** Input material follows **
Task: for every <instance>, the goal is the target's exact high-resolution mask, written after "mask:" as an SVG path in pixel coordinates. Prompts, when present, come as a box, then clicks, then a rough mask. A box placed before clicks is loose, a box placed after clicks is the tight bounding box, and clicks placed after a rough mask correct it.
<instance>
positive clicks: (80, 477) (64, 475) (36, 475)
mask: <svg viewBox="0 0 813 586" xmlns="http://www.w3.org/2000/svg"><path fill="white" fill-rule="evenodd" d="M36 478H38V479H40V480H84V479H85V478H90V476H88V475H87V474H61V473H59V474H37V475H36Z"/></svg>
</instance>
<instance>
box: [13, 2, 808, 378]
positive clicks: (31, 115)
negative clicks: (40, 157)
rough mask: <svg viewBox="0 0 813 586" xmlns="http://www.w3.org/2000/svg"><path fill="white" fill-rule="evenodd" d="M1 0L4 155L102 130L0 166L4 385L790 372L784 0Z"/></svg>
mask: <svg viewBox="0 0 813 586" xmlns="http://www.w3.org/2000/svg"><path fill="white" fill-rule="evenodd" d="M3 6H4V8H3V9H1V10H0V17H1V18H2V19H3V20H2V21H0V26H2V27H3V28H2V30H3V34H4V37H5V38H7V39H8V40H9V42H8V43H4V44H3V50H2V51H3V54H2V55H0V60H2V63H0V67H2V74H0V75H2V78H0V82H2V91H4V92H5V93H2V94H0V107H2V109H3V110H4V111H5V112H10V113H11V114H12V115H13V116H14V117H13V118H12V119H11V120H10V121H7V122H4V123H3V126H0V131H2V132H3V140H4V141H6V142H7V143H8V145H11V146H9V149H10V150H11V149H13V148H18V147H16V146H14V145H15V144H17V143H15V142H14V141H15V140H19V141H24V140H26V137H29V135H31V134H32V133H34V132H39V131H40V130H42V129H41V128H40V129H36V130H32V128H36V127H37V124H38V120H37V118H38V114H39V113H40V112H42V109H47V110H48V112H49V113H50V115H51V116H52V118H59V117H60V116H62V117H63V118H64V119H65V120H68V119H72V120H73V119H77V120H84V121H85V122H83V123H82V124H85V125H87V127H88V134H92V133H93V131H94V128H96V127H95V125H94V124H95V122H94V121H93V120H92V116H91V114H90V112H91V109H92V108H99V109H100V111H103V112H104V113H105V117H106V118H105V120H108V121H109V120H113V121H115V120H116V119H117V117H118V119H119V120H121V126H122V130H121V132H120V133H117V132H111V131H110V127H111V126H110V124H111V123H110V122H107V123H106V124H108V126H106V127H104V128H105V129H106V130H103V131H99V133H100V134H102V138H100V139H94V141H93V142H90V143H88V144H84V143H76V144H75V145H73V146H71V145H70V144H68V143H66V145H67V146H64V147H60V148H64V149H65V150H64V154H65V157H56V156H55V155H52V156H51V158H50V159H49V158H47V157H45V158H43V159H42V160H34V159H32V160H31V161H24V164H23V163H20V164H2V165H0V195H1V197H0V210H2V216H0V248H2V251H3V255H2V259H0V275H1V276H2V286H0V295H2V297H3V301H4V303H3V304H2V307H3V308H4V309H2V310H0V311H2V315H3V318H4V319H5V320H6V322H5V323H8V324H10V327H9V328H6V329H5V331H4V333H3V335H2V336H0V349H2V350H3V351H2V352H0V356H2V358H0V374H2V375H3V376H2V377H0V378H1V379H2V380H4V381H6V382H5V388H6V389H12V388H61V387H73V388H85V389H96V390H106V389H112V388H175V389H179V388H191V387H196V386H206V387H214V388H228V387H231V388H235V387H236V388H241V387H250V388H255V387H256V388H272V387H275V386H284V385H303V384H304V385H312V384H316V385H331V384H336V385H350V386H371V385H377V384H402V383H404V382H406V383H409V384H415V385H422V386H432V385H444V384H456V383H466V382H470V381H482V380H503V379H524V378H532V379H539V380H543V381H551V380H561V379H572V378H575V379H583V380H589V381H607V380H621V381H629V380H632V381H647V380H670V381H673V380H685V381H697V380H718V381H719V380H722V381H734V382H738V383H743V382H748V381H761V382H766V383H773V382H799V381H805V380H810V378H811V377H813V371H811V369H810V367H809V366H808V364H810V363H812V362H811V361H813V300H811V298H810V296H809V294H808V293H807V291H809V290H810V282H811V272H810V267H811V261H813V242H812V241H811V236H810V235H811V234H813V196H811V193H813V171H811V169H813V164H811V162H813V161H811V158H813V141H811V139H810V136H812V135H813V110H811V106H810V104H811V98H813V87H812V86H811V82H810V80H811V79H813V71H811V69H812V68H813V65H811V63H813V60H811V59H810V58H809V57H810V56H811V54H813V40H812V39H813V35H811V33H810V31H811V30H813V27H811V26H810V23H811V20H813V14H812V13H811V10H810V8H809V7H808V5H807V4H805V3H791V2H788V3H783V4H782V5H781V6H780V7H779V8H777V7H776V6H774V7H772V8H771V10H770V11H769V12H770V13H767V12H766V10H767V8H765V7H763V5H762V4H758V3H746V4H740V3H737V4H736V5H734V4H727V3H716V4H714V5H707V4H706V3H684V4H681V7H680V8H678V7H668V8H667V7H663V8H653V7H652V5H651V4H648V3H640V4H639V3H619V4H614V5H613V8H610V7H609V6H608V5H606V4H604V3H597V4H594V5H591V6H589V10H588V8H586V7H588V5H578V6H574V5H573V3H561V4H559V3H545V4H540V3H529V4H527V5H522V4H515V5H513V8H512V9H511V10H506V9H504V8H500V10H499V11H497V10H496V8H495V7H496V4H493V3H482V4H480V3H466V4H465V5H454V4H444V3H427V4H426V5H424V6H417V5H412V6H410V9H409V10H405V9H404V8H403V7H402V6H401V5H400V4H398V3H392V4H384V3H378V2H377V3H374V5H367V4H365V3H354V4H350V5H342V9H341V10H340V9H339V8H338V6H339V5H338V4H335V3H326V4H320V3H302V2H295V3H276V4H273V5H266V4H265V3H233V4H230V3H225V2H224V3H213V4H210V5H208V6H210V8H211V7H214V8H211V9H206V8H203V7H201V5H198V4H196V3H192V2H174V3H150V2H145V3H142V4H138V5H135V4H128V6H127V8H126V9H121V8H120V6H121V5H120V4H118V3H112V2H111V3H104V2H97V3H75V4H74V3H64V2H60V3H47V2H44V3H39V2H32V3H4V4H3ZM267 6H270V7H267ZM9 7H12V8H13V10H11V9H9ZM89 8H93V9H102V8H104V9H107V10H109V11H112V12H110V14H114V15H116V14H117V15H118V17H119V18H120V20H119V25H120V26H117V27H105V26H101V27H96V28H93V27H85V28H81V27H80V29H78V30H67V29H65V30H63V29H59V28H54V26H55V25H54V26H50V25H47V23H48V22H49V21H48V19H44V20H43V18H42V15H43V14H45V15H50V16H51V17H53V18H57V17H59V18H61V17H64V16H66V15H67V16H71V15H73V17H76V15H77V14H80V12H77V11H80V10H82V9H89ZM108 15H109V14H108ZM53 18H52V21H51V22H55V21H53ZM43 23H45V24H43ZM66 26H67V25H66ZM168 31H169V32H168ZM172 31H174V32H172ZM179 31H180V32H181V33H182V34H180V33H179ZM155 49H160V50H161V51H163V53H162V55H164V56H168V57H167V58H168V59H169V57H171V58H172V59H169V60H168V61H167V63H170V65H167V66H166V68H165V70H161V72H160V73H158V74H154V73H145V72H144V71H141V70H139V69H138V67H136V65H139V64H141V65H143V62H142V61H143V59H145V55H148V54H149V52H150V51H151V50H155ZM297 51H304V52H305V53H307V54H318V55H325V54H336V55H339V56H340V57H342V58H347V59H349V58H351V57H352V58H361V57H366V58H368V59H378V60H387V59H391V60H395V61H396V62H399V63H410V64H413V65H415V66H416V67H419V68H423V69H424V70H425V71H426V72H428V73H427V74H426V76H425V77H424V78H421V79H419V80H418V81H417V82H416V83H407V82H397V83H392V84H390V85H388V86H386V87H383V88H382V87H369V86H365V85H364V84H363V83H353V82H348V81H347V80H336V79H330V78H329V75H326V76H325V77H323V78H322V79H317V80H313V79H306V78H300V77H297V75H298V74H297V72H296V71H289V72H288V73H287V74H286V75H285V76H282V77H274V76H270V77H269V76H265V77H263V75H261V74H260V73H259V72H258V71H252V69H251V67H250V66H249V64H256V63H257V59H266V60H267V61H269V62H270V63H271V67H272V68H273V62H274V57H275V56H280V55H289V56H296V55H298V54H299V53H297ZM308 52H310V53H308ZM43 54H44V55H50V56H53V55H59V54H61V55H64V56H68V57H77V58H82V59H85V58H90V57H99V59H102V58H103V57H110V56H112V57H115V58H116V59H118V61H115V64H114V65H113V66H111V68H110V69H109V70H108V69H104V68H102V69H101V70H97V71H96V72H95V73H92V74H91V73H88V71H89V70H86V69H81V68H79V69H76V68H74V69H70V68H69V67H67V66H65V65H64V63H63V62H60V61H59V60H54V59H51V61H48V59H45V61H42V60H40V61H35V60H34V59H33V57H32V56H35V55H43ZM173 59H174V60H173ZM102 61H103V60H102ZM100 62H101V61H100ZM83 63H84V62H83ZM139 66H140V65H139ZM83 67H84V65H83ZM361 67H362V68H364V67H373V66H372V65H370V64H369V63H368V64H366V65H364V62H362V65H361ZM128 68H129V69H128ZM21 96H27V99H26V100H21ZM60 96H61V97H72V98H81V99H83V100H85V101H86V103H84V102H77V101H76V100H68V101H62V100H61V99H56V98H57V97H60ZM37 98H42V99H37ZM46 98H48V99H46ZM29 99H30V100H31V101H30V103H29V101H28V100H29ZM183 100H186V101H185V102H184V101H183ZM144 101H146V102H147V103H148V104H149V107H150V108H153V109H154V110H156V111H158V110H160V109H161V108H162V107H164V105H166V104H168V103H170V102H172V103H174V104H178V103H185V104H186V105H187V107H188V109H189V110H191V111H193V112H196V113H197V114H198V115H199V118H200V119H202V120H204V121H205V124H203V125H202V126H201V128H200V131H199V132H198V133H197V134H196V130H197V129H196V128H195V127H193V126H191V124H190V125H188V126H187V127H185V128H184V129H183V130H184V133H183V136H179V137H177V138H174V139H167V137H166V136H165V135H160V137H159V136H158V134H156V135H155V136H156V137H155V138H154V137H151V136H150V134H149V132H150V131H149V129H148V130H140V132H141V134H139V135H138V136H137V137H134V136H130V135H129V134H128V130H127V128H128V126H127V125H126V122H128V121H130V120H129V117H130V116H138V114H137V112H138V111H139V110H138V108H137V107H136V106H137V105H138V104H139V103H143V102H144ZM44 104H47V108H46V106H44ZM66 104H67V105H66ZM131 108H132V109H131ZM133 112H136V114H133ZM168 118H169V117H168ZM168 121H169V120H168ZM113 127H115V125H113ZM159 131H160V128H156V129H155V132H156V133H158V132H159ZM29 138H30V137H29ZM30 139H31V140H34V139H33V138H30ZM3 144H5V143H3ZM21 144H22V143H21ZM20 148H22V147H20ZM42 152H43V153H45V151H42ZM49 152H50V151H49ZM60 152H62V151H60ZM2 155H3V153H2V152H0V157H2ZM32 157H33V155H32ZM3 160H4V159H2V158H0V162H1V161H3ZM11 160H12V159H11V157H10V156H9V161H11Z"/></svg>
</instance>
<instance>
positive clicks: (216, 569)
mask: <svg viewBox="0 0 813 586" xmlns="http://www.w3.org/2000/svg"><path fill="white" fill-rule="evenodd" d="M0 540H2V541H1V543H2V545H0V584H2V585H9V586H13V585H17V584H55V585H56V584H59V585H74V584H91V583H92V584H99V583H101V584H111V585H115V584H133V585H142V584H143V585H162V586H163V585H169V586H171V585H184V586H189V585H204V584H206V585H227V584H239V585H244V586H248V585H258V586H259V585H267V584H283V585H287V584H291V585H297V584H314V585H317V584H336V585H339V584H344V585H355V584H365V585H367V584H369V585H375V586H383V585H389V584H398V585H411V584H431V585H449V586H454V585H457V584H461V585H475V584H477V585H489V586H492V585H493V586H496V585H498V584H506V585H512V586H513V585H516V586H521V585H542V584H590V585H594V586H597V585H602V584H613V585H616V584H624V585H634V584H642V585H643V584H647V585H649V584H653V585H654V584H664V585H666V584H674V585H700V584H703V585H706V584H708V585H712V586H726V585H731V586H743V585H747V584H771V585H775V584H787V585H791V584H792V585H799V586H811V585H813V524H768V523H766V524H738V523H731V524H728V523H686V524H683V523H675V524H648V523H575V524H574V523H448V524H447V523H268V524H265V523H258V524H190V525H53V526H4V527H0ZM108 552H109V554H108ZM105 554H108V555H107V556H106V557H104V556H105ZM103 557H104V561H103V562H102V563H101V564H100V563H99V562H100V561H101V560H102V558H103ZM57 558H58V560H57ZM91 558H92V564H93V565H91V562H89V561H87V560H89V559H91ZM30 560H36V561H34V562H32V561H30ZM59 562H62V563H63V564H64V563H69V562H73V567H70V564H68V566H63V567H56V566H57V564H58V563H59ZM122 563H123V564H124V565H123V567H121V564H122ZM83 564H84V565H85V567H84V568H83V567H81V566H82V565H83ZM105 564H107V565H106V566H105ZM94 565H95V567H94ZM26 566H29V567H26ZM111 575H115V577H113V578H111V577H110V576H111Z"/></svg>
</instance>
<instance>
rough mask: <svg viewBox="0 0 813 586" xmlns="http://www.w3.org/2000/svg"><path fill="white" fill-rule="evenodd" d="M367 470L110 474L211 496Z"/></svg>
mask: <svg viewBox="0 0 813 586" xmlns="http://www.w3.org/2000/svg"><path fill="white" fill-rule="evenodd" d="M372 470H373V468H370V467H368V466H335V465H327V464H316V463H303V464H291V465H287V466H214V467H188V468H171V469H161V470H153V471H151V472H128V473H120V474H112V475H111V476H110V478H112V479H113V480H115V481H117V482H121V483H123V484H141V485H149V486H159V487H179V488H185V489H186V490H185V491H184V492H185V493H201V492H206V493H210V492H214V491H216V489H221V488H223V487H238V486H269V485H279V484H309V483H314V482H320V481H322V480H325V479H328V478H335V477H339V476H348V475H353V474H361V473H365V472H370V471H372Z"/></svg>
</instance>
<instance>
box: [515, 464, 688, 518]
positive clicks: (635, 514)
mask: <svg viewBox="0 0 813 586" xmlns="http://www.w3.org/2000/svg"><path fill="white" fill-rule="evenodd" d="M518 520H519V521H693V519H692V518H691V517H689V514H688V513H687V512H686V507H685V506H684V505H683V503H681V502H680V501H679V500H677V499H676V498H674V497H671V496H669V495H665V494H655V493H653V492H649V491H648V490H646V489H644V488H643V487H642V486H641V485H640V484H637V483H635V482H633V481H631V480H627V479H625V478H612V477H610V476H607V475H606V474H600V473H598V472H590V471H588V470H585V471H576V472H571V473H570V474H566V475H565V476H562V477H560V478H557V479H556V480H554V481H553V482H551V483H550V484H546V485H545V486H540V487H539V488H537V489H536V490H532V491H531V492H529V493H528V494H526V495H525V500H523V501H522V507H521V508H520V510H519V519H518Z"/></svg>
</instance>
** End of Input material **
**Task requirements:**
What lines in the entries contain "clicks"? Report each one by copying it.

**Answer to the problem:**
Task: for every <instance>, the goal is the target's exact high-resolution mask, written after "mask:" as an SVG path in pixel coordinates. Prompts, when present, come as a box, then clicks, then a rough mask. A box placed before clicks is loose, a box placed after clicks is the tight bounding box, and clicks placed after a rough mask correct it.
positive clicks: (80, 477) (64, 475) (36, 475)
positive clicks: (31, 115)
negative clicks: (40, 157)
positive clicks: (216, 569)
positive clicks: (635, 514)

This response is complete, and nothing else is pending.